WORK INSTRUCTION
For each line in the records, produce an exact copy.

DATA
'''

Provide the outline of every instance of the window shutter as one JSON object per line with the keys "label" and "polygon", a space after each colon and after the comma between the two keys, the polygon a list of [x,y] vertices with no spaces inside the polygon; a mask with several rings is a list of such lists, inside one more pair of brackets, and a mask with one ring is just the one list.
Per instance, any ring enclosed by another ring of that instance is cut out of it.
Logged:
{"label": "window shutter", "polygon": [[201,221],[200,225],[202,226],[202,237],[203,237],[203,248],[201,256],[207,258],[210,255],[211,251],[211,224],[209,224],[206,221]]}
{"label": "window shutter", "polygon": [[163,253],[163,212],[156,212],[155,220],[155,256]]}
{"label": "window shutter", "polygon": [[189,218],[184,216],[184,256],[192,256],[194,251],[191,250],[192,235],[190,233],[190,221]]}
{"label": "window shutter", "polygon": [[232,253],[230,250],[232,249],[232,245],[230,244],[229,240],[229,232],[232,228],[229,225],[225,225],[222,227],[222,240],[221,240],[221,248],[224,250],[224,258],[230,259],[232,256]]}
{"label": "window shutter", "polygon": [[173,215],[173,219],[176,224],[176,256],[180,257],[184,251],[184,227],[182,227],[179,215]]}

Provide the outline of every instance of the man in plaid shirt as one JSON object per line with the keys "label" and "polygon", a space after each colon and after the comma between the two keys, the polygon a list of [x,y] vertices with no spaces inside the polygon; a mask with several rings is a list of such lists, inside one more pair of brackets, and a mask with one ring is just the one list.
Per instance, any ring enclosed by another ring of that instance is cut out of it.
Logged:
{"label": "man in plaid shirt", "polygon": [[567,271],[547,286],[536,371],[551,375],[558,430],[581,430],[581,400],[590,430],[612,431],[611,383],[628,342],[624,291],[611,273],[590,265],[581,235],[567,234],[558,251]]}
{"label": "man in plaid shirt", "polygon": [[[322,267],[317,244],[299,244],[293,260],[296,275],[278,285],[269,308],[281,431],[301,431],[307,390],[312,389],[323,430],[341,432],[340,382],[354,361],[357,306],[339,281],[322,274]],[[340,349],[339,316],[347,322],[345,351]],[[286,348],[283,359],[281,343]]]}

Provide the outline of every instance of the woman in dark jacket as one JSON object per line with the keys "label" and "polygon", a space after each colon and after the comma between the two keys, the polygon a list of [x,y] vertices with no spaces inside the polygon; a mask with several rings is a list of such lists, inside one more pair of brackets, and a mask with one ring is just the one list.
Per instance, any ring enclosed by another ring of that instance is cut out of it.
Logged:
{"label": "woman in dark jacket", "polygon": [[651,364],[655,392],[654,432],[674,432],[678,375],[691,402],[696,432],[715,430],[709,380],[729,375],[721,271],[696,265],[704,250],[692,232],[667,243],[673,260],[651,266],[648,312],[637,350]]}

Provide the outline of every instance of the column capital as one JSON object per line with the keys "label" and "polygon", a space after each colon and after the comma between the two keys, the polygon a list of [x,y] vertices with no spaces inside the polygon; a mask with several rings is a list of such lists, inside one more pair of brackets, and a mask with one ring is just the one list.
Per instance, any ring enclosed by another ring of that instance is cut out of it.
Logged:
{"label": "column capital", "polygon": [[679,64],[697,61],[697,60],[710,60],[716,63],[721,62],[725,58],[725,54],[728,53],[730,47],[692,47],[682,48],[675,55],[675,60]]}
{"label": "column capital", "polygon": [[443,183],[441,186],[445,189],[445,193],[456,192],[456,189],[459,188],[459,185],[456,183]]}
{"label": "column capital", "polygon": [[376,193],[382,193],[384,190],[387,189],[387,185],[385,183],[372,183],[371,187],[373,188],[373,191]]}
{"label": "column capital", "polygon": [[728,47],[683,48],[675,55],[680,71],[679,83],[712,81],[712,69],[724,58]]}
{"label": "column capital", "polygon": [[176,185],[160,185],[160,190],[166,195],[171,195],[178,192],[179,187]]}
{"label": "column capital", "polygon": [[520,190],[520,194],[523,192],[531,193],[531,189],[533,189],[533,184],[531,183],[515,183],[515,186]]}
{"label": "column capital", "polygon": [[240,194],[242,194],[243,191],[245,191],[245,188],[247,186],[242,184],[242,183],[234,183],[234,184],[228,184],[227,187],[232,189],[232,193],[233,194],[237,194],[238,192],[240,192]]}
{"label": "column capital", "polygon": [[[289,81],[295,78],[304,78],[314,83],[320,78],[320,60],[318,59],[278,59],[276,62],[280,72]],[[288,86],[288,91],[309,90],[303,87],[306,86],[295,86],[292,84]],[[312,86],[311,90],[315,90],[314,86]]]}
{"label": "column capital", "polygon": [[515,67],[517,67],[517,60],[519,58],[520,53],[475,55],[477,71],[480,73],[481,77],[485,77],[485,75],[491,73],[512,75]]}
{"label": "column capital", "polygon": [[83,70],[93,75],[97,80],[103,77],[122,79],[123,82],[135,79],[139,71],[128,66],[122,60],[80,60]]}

'''

YOUR RESPONSE
Provide the outline of every instance of the window shutter as one JSON object per line with the keys "label" and "polygon", a space after each colon and after the comma between the two keys, the polygon a list of [x,y] vertices with no spaces inside the polygon; a mask with several rings is a list of such lists, inside one more pair of brackets, and a mask with one ring is just the one list.
Per instance, any ring enclosed by another ring of that instance is cut out of it.
Logged:
{"label": "window shutter", "polygon": [[201,221],[200,225],[202,226],[202,237],[203,237],[203,248],[201,256],[207,258],[210,255],[211,251],[211,224],[209,224],[206,221]]}
{"label": "window shutter", "polygon": [[163,253],[163,212],[156,212],[155,220],[155,256]]}
{"label": "window shutter", "polygon": [[189,218],[184,216],[184,256],[192,256],[194,251],[191,250],[192,235],[190,233],[190,221]]}
{"label": "window shutter", "polygon": [[232,253],[230,250],[232,249],[232,245],[230,244],[229,240],[229,232],[232,228],[229,225],[225,225],[222,227],[222,240],[221,240],[221,248],[224,250],[224,258],[230,259],[232,256]]}
{"label": "window shutter", "polygon": [[173,215],[173,219],[176,224],[176,256],[180,257],[184,251],[184,227],[182,227],[179,215]]}

Provide the outline of every instance of the man in plaid shirt as one JSON object per line with the keys "label" and "polygon", a space after each colon and after the comma between the two keys, the polygon a list of [x,y] vertices with no spaces inside the polygon; a mask with several rings is a list of such lists, inside one more pair of brackets, and a mask with one ring is just the one list.
Per instance, any ring enclosed by another ring of that instance is cut out of it.
Logged:
{"label": "man in plaid shirt", "polygon": [[567,271],[547,286],[536,371],[551,375],[558,430],[581,430],[581,400],[590,430],[612,431],[611,383],[628,342],[624,291],[611,273],[590,265],[581,235],[567,234],[558,251]]}
{"label": "man in plaid shirt", "polygon": [[[322,267],[317,244],[299,244],[293,260],[296,275],[278,285],[269,308],[281,431],[301,431],[307,390],[312,389],[323,430],[341,432],[340,382],[354,361],[357,306],[339,281],[322,274]],[[340,349],[339,316],[347,322],[345,351]],[[286,348],[283,359],[281,343]]]}

Provide the outline of every instance of the woman in dark jacket as one JSON object per line with the keys "label" and "polygon", a space after each colon and after the comma between the two keys, the polygon a list of [x,y] vertices with no spaces inside the polygon; a mask with several rings is a list of such lists, inside one more pair of brackets, and a mask with one ring is just the one list.
Per instance, any ring enclosed by another ring of that instance is cut out of it.
Logged:
{"label": "woman in dark jacket", "polygon": [[651,364],[655,392],[654,432],[674,432],[678,375],[691,402],[696,432],[715,430],[709,380],[729,375],[721,271],[696,265],[704,250],[692,232],[667,243],[673,260],[651,266],[648,312],[637,350]]}

Provide the outline of every instance of the column capital as one JSON object per line with the keys "label" and "polygon", a space after each colon and after the comma between the two keys, the polygon a list of [x,y] vertices with no spaces inside the polygon; a mask with several rings is a list of such lists, inside one more pair of brackets, and a mask with one ring is just the one list.
Per instance, any ring enclosed by another ring of that instance is cut out of it.
Logged:
{"label": "column capital", "polygon": [[679,64],[697,61],[697,60],[710,60],[716,63],[721,62],[725,58],[725,54],[728,53],[730,47],[692,47],[682,48],[675,55],[675,60]]}
{"label": "column capital", "polygon": [[443,183],[441,186],[445,189],[445,193],[456,192],[456,189],[459,188],[459,185],[456,183]]}
{"label": "column capital", "polygon": [[376,193],[382,193],[384,190],[387,189],[387,185],[385,183],[372,183],[371,187],[373,188],[373,191]]}
{"label": "column capital", "polygon": [[728,47],[683,48],[675,55],[680,71],[679,83],[712,81],[712,69],[724,58]]}
{"label": "column capital", "polygon": [[176,185],[160,185],[160,190],[166,195],[171,195],[178,192],[179,187]]}
{"label": "column capital", "polygon": [[520,190],[520,194],[523,192],[531,193],[531,189],[533,189],[533,184],[531,183],[515,183],[515,186]]}
{"label": "column capital", "polygon": [[240,194],[242,194],[243,191],[245,191],[245,188],[247,186],[242,184],[242,183],[234,183],[234,184],[228,184],[227,187],[232,189],[232,193],[233,194],[237,194],[238,192],[240,192]]}
{"label": "column capital", "polygon": [[[289,81],[295,78],[304,78],[314,83],[320,78],[320,60],[318,59],[278,59],[276,62],[280,72]],[[288,86],[288,91],[309,90],[303,87],[306,86],[295,86],[292,84]],[[312,86],[311,90],[315,90],[314,86]]]}
{"label": "column capital", "polygon": [[515,67],[517,67],[517,60],[519,58],[520,53],[475,55],[477,71],[480,73],[481,77],[485,77],[485,75],[491,73],[512,75]]}
{"label": "column capital", "polygon": [[83,70],[93,75],[97,80],[103,77],[122,79],[123,82],[135,79],[139,71],[128,66],[122,60],[80,60]]}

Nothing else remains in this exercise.